-- PROVIDED DATA follows --

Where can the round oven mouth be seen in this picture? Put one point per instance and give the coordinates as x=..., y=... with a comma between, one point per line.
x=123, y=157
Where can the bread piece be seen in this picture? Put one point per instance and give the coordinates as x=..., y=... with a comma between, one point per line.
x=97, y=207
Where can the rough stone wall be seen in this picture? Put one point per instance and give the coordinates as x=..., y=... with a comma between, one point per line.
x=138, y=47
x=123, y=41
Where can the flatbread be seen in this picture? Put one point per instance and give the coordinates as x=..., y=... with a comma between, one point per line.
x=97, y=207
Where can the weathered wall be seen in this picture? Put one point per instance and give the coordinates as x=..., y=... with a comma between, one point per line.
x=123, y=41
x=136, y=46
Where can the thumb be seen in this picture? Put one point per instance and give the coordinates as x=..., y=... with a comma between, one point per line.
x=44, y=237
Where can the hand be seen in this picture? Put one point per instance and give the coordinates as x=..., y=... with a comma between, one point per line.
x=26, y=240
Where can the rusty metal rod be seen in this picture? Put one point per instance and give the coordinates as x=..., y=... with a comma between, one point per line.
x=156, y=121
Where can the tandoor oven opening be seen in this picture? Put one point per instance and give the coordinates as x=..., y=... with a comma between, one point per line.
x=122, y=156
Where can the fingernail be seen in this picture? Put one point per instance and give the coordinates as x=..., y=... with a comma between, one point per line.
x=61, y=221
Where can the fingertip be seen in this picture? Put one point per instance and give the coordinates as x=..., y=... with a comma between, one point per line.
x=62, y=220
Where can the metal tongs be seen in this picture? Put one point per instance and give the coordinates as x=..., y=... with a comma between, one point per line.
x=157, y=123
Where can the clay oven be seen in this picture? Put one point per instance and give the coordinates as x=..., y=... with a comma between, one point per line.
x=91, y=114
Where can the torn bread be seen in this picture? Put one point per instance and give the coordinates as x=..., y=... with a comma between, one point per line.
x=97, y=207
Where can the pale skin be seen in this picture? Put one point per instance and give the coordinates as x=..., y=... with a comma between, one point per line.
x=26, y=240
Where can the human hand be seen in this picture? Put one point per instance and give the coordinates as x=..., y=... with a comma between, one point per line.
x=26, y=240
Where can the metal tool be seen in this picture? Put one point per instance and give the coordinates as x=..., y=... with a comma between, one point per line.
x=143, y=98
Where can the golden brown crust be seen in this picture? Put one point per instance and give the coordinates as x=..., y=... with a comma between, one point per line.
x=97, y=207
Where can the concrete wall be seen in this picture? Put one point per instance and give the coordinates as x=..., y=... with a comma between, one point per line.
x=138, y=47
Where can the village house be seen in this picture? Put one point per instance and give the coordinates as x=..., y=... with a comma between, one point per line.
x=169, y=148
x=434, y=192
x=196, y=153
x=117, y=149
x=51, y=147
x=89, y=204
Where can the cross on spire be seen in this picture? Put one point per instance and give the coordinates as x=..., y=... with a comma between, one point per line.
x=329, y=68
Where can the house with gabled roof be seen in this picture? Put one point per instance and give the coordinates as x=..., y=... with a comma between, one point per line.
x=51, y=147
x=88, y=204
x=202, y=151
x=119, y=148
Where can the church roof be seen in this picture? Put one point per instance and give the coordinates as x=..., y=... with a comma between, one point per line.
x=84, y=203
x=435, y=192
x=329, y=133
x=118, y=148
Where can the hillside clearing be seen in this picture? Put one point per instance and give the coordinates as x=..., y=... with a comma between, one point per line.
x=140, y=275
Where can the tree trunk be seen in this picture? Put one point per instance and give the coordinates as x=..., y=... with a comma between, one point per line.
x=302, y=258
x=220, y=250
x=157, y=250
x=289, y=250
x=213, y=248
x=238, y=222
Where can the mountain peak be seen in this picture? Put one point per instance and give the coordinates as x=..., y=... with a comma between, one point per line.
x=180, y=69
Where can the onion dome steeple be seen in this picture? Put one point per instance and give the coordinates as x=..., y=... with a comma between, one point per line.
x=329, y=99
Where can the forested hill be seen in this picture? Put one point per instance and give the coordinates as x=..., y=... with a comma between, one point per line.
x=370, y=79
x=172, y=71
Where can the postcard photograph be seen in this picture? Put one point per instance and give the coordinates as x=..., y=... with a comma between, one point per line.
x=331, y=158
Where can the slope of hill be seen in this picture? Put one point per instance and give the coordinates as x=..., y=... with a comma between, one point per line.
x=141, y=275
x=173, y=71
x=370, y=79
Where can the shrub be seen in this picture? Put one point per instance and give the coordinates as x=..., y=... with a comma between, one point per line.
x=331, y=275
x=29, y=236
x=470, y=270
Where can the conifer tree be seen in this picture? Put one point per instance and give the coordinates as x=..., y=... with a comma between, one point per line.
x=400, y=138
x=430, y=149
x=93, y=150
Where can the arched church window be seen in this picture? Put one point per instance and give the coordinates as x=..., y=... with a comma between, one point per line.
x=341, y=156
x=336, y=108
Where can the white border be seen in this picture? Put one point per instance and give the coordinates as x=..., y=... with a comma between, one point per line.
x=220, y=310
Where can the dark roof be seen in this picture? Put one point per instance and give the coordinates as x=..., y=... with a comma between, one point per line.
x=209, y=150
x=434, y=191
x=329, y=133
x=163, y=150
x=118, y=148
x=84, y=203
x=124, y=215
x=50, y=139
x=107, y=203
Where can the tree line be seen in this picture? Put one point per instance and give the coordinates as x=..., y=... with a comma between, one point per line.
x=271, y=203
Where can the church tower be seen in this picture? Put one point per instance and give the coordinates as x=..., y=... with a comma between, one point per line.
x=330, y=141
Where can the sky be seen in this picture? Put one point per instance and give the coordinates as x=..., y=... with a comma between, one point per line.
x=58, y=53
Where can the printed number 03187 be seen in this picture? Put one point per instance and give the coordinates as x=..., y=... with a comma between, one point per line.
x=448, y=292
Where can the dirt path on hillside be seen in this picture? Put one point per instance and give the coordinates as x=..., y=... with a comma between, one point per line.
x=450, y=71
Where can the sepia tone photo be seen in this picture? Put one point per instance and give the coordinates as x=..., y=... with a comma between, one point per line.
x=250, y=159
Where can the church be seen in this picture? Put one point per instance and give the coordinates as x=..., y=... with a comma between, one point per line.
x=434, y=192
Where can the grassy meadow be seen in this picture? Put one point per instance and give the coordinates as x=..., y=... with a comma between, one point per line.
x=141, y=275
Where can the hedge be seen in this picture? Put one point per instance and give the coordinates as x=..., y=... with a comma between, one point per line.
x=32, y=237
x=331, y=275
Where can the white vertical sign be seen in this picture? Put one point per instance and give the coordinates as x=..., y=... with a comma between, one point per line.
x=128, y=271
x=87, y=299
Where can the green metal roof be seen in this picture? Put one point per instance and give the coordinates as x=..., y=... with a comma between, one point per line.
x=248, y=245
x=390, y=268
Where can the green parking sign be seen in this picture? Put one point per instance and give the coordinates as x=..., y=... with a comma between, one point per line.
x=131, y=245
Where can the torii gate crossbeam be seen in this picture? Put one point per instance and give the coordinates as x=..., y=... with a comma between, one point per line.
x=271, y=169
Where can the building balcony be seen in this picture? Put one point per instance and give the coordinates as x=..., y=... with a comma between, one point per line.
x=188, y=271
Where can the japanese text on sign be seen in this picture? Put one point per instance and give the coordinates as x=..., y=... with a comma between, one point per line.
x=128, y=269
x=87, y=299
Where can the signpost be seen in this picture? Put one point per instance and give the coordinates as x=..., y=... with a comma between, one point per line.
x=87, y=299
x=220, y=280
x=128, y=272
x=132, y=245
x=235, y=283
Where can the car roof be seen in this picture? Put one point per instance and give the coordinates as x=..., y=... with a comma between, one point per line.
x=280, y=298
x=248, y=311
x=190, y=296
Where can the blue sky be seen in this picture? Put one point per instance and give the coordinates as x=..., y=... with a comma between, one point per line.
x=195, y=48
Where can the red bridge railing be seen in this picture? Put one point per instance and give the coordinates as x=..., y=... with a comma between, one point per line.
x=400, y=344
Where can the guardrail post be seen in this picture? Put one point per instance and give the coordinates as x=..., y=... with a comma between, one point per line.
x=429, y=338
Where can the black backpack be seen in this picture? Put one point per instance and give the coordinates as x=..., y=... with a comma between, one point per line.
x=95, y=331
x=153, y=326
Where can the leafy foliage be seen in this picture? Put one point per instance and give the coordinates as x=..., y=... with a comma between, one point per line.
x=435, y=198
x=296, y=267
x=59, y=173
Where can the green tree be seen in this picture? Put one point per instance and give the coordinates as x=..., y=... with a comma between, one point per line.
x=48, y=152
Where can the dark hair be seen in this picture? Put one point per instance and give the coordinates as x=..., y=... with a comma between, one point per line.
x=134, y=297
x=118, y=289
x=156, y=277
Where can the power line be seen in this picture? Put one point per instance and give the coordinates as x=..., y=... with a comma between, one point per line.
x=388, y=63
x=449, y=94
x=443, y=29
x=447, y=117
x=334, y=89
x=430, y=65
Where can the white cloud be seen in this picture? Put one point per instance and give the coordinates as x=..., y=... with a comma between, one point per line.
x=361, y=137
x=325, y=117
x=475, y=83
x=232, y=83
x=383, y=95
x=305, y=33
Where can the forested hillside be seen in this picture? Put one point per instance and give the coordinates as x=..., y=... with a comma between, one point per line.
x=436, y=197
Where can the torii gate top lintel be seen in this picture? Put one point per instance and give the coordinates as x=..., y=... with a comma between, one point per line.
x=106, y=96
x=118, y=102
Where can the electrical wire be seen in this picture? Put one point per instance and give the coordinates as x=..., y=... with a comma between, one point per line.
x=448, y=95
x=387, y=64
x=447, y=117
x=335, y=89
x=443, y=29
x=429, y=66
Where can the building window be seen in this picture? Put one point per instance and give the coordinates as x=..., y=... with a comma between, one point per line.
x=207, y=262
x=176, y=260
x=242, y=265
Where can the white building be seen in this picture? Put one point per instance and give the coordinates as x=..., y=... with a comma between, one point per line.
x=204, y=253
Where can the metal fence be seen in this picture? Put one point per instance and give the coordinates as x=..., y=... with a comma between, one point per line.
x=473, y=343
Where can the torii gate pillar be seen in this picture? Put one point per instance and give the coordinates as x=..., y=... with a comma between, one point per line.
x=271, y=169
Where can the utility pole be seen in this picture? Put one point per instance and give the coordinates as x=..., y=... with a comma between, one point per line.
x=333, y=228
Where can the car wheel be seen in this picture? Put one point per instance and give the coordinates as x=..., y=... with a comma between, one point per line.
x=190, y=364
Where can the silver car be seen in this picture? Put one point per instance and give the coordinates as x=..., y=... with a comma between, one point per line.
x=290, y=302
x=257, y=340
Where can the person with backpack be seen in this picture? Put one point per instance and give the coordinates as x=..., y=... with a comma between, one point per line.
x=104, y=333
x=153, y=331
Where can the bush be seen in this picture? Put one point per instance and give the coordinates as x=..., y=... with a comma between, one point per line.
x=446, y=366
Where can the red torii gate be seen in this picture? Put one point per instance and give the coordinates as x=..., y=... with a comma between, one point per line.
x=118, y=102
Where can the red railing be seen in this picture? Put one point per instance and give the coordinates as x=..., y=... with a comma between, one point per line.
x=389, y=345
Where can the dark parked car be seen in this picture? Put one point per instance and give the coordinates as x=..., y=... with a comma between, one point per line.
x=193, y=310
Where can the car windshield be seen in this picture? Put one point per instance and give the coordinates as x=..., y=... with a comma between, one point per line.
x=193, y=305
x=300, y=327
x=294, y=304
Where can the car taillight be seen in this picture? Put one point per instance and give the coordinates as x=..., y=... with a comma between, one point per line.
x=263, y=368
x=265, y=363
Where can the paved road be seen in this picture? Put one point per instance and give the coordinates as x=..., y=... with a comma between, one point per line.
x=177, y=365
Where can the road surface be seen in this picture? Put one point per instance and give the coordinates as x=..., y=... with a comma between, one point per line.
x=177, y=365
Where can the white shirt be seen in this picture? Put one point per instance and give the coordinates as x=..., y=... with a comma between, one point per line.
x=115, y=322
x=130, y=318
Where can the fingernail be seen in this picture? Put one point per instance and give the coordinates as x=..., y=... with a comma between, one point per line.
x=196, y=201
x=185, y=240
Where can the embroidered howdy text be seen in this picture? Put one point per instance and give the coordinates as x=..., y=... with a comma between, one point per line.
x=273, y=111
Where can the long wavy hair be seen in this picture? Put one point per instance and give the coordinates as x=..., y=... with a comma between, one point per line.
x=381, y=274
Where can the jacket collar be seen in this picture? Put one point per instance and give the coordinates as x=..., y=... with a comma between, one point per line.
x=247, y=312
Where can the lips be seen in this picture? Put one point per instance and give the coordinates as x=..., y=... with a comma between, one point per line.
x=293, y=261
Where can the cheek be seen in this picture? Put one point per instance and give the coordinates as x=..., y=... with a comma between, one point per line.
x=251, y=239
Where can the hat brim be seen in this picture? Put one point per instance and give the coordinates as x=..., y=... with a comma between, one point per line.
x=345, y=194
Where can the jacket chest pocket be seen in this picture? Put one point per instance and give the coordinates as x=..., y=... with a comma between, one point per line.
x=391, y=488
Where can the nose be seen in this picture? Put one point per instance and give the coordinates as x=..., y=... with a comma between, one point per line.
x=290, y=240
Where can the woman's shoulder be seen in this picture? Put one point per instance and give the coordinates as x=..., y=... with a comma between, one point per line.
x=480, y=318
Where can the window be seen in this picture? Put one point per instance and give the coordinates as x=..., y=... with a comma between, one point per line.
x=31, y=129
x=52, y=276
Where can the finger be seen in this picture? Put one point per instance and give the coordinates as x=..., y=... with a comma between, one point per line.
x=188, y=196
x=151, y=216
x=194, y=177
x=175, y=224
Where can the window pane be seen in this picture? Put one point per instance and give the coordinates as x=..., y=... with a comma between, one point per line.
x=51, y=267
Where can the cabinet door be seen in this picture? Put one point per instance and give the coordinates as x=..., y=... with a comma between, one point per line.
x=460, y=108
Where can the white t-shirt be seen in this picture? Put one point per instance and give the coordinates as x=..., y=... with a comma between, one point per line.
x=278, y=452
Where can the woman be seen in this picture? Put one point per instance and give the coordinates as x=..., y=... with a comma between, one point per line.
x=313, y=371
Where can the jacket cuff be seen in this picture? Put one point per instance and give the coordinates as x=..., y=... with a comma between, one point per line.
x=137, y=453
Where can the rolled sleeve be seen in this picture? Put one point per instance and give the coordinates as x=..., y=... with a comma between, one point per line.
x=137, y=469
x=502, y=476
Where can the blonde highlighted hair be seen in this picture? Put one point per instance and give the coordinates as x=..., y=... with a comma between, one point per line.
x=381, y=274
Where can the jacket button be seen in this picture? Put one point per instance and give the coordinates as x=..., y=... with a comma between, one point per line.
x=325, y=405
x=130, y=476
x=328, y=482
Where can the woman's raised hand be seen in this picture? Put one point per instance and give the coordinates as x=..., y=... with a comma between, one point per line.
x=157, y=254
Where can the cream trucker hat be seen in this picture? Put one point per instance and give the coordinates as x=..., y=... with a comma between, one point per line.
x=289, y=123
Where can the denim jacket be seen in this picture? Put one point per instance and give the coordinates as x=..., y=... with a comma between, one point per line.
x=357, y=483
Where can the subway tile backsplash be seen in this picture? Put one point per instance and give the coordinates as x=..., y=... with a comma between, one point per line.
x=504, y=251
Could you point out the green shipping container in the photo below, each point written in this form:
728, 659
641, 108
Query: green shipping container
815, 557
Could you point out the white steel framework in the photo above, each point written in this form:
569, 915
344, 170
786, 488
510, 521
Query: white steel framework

-- PROVIDED DATA concluded --

The number alone is the answer: work out how many lines in the data contain "written".

FINISHED TASK
2